### On Clubs and Data-Type Constructors

#### Posted by Emily Riehl

*Guest post by Pierre Cagne*

The Kan Extension Seminar II continues with a third consecutive of
Kelly, entitled *On clubs and data-type
constructors*. It
deals with the notion of club,
first introduced by Kelly as an attempt to encode theories of
categories with structure involving some kind of coherence
issues. Astonishing enough, there is no mention of operads whatsoever
in this article. (To be fair, there is a mention of “those Lawvere
theories with only associativity axioms”…) Is it because the notion
of club was developed in several stages at various time periods,
making operads less identifiable among this work? Or does Kelly judge
irrelevant the link between the two notions? I am not sure, but
anyway I think it is quite interesting to read this article in the
light of what we now know about operads.

++++

#### SET PROBLEM 1
Gather every line of the records below that contains the string "white". Case counts, so match only that exact form.

#### SUPPLIED MATERIAL
++++

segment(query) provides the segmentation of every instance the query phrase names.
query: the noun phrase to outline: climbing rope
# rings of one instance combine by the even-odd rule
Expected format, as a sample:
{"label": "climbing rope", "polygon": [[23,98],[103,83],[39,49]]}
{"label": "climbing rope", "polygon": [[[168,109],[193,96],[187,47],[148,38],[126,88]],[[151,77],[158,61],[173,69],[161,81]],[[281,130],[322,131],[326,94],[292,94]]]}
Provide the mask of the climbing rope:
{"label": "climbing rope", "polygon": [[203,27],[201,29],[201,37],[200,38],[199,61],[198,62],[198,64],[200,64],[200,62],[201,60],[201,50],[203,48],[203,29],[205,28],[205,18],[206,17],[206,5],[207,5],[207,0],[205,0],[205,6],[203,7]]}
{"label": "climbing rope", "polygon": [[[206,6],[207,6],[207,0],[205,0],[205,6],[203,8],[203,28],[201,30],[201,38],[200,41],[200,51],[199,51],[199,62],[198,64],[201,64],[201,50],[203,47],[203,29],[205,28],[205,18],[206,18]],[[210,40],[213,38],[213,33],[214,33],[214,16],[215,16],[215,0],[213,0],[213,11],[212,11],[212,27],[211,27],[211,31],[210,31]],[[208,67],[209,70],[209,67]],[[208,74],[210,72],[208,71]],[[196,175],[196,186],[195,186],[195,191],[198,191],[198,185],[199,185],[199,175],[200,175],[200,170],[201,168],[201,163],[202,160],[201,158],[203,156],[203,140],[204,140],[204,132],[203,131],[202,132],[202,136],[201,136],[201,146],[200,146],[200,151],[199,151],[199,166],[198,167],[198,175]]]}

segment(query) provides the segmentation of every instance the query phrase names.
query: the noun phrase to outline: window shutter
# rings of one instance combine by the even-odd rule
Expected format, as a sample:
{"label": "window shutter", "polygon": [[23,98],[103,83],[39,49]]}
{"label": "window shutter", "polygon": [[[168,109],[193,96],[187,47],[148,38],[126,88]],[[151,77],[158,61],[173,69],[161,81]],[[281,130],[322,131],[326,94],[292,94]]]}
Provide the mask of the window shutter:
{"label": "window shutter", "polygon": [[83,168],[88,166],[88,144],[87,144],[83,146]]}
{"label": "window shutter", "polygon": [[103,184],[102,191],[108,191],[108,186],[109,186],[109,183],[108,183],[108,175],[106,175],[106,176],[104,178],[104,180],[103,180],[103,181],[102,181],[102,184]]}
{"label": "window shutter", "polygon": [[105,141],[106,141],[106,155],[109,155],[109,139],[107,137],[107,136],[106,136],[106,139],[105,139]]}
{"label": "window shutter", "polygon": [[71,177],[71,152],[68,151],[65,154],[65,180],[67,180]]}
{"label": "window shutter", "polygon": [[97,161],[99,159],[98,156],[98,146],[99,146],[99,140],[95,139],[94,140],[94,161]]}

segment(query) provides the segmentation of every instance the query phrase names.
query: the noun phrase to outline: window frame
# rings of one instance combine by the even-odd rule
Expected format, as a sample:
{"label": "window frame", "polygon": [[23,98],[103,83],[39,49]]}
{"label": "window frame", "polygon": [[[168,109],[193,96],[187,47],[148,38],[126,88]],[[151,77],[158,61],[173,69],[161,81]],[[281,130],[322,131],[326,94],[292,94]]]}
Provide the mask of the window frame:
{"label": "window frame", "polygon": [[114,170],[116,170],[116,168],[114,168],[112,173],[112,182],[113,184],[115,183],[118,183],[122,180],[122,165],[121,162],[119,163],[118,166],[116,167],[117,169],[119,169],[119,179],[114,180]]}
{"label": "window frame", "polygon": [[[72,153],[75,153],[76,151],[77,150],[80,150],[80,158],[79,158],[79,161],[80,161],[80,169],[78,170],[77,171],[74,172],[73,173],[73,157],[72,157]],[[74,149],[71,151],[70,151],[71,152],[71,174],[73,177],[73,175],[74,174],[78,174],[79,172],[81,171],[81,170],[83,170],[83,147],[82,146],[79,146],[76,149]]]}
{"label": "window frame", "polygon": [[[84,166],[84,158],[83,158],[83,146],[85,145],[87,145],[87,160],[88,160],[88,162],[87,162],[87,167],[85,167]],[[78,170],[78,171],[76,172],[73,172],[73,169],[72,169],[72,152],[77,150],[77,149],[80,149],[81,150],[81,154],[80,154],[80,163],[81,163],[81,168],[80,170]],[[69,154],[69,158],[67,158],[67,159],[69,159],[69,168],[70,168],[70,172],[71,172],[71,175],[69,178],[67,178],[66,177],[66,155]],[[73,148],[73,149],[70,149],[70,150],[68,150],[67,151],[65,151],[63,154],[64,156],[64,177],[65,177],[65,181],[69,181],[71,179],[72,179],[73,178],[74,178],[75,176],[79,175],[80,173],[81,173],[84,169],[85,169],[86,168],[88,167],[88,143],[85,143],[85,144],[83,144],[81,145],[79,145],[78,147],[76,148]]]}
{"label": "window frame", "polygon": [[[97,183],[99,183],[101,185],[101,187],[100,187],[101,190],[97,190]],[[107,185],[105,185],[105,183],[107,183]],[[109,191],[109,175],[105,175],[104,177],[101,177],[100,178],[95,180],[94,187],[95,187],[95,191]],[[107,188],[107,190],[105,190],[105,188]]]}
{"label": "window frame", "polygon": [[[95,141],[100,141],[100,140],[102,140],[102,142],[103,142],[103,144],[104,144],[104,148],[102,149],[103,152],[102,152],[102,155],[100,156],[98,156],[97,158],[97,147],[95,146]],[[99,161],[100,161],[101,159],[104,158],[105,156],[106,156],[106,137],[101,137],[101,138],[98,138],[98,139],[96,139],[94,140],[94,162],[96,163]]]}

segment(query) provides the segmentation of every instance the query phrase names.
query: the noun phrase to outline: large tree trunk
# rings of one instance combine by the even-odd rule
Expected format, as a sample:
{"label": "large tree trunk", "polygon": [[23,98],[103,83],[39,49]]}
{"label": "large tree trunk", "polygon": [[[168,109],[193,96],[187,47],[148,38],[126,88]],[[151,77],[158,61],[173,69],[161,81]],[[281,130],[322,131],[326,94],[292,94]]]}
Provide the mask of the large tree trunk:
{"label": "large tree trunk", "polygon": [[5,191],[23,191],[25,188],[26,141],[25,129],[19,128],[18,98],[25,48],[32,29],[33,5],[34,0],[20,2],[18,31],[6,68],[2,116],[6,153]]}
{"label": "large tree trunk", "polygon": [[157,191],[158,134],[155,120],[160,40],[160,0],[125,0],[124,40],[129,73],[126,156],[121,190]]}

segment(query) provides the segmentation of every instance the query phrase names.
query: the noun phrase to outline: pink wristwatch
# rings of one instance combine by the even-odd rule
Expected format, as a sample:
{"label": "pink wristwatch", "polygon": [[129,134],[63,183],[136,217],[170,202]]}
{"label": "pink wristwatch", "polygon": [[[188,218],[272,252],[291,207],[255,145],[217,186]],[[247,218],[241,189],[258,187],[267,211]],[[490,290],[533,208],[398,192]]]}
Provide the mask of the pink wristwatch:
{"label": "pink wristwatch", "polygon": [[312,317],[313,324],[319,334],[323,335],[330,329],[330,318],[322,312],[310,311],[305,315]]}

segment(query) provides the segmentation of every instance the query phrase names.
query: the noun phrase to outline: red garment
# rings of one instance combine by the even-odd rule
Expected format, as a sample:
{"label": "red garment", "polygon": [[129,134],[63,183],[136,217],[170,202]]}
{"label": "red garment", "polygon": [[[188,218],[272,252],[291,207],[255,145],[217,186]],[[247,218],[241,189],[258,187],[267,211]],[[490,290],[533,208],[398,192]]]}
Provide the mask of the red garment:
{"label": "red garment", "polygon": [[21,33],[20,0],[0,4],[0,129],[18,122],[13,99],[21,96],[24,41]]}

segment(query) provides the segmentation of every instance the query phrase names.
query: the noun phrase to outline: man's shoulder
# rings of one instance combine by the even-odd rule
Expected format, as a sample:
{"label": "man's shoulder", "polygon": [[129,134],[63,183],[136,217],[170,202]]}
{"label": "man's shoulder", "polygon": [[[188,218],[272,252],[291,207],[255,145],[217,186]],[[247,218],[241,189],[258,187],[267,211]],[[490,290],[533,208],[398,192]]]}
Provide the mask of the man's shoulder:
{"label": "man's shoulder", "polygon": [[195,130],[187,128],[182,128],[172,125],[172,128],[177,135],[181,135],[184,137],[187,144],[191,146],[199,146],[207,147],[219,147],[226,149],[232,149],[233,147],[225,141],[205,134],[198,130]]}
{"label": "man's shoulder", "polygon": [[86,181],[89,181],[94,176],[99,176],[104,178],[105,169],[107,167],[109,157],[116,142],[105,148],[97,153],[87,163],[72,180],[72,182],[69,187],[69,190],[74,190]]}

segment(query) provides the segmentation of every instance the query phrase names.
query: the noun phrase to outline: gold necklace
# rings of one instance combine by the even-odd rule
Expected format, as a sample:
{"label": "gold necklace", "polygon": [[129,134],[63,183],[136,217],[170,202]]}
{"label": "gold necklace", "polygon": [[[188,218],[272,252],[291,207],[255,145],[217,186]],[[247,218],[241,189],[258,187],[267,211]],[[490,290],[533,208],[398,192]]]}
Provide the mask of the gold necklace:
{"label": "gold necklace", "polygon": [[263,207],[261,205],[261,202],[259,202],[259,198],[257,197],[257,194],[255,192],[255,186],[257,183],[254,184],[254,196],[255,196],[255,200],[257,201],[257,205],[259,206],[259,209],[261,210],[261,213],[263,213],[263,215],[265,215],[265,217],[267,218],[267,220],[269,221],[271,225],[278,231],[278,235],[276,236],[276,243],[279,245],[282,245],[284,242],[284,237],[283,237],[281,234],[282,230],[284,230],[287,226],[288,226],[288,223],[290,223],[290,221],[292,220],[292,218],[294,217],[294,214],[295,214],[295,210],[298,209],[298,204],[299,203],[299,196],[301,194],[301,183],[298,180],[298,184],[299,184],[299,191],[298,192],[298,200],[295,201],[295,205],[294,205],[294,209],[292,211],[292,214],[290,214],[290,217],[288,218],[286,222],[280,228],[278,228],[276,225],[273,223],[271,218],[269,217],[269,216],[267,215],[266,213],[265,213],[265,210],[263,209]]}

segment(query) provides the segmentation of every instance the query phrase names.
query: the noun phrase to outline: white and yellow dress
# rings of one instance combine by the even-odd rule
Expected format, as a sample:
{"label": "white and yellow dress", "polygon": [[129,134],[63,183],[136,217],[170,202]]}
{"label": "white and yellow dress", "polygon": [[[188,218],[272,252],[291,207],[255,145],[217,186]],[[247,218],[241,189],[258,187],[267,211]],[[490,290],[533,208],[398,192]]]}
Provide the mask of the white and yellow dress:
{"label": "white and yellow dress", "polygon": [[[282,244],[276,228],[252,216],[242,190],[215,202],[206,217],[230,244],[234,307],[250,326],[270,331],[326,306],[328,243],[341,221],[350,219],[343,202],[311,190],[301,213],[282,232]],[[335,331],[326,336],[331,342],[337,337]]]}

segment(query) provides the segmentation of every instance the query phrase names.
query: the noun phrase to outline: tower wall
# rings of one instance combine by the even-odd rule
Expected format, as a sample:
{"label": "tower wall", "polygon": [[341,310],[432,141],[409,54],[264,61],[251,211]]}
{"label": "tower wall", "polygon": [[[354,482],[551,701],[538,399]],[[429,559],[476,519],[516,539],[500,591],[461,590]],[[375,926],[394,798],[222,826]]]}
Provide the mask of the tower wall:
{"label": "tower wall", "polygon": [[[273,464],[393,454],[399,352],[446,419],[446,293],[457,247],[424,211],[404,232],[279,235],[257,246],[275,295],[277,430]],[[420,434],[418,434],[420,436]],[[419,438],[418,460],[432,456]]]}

++++

#### SET PROBLEM 2
Pick up the text on clubs and data-type constructors from its last sentence and continue it.

#### WRITTEN ANSWER 1
query: the noun phrase to outline: white and yellow dress
{"label": "white and yellow dress", "polygon": [[129,134],[63,183],[136,217],[170,202]]}
{"label": "white and yellow dress", "polygon": [[[188,218],[272,252],[291,207],[255,145],[217,186]],[[247,218],[241,189],[258,187],[267,211]],[[490,290],[533,208],[398,192]]]}
Provide the mask of the white and yellow dress:
{"label": "white and yellow dress", "polygon": [[[282,244],[276,228],[252,216],[242,190],[215,202],[206,217],[230,244],[234,307],[250,326],[270,331],[326,306],[328,243],[341,221],[350,219],[343,202],[311,190],[301,213],[282,232]],[[335,331],[326,336],[331,342],[337,337]]]}

#### WRITTEN ANSWER 2
Before starting with the mathematical content, I would like to thank Alexander, Brendan and Emily for organizing this online seminar. It is a great opportunity to take a deeper look at seminal papers that would have been hard to explore all by oneself. On that note, I am also very grateful for the rich discussions we have with my fellow participants.

### Non symmetric Set-operads

Let us take a look at the simplest kind of operads: non symmetric
$\mathsf{Set}$-operads. Those are informally collections of
*operations* with given arities closed under compositions. The usual
way to define them is to endow the category
$[\mathbf{N},\mathsf{Set}]$ of $\mathbf{N}$-indexed families of sets
with the substitution monoidal product (see Simon’s
post):
for two such families $R$ and $S$,
$(R \circ S)_n = \sum_{k_1+\dots+k_m = n} R_m \times S_{k_1} \times \dots \times S_{k_m}
\quad \forall n \in \mathbf{N}$
This monoidal product is better understood when elements of $R_n$ and
$S_n$ are thought as *branching* with $n$ inputs and one output:
$R\circ S$ is then obtained by plugging outputs of elements of $S$ to
the inputs of elements of $R$. A non symmetric operad is defined to be
a monoid for that monoidal product, a typical example being the family
$(\mathsf{Set}(X^n,X))_{n\in\mathbf{N}}$ for a set $X$.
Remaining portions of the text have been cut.